■ Do this:
Reproduce the part of the records that opens with the line containing "Pick out the small green" and closes with the line containing "pixel 539 568", substituting "bush" for "shrub" and changing nothing else. Omit the pictures from your answer.

■ Given records:
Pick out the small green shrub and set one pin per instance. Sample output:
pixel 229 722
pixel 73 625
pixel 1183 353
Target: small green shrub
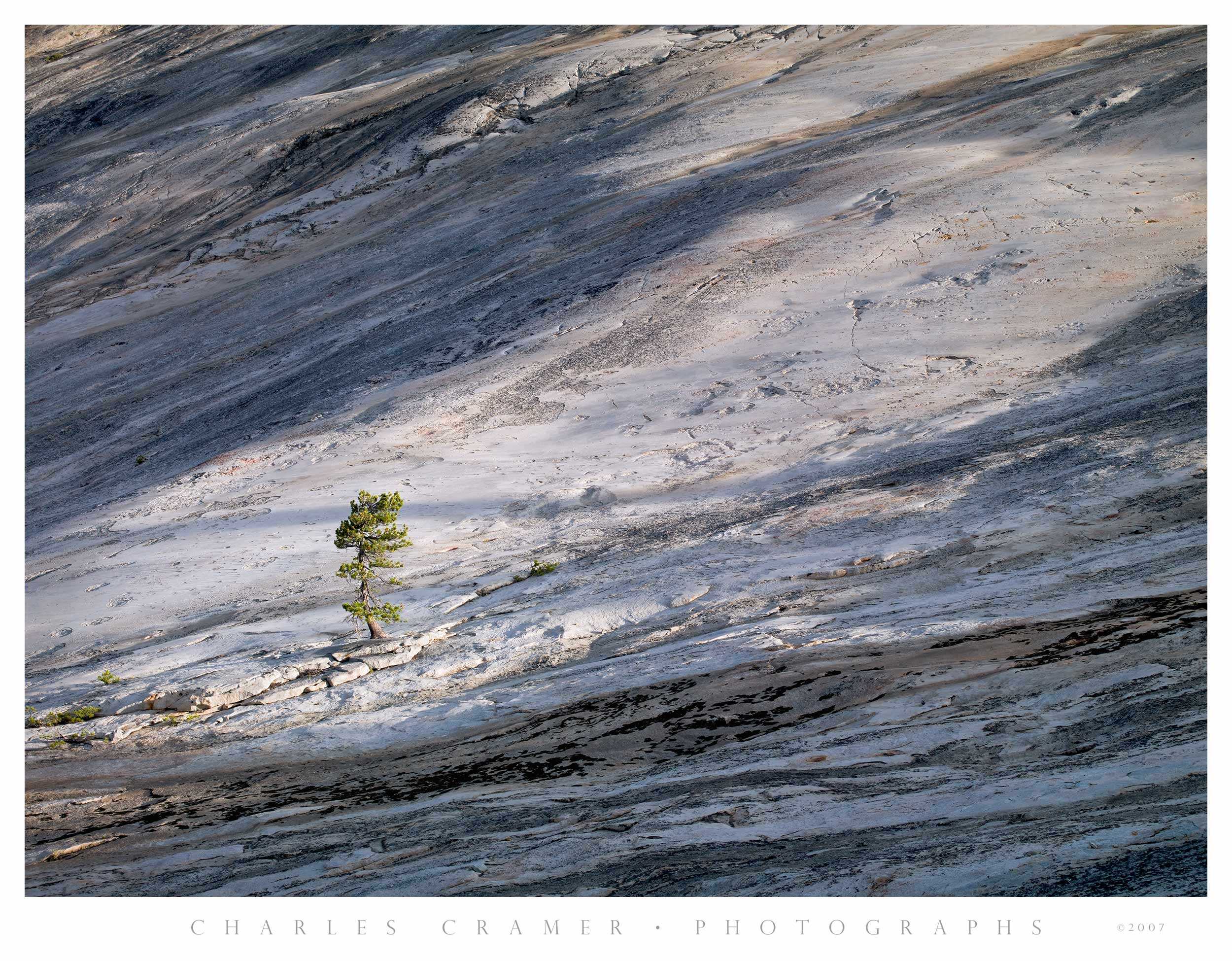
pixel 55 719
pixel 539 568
* * *
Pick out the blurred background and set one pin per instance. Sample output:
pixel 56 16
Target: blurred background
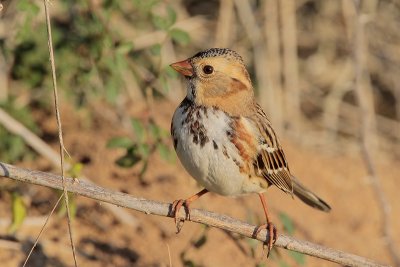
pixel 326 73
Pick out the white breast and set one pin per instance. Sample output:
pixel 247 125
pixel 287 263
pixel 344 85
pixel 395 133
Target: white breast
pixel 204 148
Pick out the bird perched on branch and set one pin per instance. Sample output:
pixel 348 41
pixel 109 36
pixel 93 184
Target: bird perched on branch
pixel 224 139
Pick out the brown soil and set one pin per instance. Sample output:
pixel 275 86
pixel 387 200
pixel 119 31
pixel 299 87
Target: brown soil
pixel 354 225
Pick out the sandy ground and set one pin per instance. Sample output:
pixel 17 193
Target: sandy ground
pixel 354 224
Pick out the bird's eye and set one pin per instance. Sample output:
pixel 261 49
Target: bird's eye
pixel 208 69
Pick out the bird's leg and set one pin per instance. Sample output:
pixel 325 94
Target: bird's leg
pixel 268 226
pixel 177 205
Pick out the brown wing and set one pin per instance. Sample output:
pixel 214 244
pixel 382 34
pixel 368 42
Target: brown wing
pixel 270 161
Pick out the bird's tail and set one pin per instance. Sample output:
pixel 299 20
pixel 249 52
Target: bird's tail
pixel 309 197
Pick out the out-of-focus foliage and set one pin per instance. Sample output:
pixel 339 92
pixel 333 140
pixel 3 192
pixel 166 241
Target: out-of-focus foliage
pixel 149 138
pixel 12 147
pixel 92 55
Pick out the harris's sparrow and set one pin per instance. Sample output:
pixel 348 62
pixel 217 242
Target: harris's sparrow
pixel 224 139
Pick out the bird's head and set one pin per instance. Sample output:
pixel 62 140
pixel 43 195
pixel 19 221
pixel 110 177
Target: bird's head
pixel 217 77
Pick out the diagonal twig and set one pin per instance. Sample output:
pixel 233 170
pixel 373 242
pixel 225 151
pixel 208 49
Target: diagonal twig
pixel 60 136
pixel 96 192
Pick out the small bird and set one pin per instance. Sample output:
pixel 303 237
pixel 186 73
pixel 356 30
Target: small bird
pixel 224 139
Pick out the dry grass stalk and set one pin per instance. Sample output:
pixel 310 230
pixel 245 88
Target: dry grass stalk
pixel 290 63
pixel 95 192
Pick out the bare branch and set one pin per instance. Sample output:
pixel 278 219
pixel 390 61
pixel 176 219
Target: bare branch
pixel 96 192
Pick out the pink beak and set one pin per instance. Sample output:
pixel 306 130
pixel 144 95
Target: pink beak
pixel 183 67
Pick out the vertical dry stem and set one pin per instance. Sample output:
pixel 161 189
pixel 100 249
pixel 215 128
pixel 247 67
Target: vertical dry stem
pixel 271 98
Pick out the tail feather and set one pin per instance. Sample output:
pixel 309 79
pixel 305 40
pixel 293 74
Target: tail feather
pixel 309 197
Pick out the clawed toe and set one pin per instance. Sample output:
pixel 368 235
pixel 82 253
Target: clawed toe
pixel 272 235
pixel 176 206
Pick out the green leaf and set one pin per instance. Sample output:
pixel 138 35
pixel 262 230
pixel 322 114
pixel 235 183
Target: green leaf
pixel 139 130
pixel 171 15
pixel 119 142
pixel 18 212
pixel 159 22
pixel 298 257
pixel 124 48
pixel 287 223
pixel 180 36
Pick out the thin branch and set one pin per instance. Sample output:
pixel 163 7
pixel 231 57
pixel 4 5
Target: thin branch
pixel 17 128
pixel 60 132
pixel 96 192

■ Correct result:
Pick out the small green bush and set one pin per instance. Sample output:
pixel 229 722
pixel 73 625
pixel 1183 353
Target: small green bush
pixel 55 719
pixel 539 568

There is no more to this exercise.